**SELECTION**
Postgresql – Need to group by column while ignoring some text format

group bypostgresql

I have the following data.

Sport
--------------
Baseball
Football
Baseball [a]
Football [a] [b]
Basketball

How can I group this to ignore the data in the brackets?

Best Answer

The expression

regexp_replace(the_column, ' +.*$', '')

will remove everything starting with the first space character up until the end of the string. So you just need to group by that expression:

with test_data (sport) as
(
  values 
    ('Baseball'), 
    ('Football'), 
    ('Baseball [a]'), 
    ('Football [a] [b]'), 
    ('Basketball')
)
select regexp_replace(sport, ' .*$', ''), count(*)
from test_data
group by regexp_replace(sport, ' .*$', '')

This will return:

regexp_replace | count
---------------+------
Baseball       |     2
Basketball     |     1
Football       |     2

SQLFiddle: http://sqlfiddle.com/#!15/d41d8/3379

Edit

To deal with legitimate multi-word sports there are two options:

  1. remove everything after the first [: regexp_replace(sport, ' \[.*$', '')
  2. remove all characters that occur between [..] and then trim the result: trim(regexp_replace(sport, '\[.*\]', '', 'g'))

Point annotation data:

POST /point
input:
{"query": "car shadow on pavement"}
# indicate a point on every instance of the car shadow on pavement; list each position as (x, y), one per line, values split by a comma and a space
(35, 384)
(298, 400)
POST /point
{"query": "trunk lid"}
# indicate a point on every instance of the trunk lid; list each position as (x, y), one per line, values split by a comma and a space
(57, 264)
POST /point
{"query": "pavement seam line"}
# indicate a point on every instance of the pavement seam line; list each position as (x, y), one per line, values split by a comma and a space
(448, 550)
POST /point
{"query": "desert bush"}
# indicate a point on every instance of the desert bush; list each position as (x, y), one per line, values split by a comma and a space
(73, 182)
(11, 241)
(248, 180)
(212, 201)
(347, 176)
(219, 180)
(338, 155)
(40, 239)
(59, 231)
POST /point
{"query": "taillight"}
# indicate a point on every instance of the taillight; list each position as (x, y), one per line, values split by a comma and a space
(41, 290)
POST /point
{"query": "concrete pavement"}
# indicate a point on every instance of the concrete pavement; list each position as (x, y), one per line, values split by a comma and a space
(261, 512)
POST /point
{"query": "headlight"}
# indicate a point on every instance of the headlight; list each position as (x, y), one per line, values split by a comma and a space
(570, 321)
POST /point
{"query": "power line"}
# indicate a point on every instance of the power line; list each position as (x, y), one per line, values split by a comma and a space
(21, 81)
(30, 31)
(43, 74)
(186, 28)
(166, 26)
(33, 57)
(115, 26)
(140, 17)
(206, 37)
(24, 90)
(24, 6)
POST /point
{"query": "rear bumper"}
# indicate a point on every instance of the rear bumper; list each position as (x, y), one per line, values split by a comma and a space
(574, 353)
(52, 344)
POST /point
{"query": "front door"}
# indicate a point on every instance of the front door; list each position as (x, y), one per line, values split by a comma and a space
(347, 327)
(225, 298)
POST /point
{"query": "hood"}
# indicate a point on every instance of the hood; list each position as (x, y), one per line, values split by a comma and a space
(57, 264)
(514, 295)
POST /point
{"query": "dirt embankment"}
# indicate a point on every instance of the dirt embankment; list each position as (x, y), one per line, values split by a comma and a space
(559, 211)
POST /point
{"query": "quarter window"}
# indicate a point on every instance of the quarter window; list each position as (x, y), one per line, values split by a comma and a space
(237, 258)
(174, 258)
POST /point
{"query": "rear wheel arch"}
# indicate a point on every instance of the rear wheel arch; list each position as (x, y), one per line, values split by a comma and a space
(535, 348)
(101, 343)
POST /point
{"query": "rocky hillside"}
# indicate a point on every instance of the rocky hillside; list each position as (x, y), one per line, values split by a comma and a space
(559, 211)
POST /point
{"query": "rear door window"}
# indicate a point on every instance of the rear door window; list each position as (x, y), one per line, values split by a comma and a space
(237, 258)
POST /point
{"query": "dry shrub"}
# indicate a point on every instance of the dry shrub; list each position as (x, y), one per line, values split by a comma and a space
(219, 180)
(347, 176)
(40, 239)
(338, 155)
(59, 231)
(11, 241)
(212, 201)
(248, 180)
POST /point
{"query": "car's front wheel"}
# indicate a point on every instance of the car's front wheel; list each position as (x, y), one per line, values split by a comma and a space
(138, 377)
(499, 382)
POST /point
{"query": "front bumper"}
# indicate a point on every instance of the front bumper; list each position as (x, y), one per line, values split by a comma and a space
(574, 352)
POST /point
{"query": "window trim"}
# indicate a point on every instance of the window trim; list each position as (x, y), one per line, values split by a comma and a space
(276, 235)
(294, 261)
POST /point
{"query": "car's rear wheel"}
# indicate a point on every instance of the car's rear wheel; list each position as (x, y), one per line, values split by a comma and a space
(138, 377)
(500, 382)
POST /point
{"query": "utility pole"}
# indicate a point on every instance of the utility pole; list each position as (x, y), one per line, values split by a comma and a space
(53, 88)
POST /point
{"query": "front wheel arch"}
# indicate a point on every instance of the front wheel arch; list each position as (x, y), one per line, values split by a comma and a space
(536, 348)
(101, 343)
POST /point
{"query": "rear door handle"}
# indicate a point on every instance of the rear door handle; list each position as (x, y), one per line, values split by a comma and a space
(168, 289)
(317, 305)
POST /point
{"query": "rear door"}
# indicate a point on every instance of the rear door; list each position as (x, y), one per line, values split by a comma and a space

**DIRECTIONS**
a) Please retype the part of the PostgreSQL grouping thread starting with "regexp_replace(the_column, ' +.*$', '')" and going on through "regexp_replace(sport, ' .*$', ''), count(*)".
b) Pull out each line of the records that contains the string "trunk".

**LIST OF SOLUTIONS**
a)
regexp_replace(the_column, ' +.*$', '')

will remove everything starting with the first space character up until the end of the string. So you just need to group by that expression:

with test_data (sport) as
(
  values 
    ('Baseball'), 
    ('Football'), 
    ('Baseball [a]'), 
    ('Football [a] [b]'), 
    ('Basketball')
)
select regexp_replace(sport, ' .*$', ''), count(*)

b)
{"query": "trunk lid"}
# indicate a point on every instance of the trunk lid; list each position as (x, y), one per line, values split by a comma and a space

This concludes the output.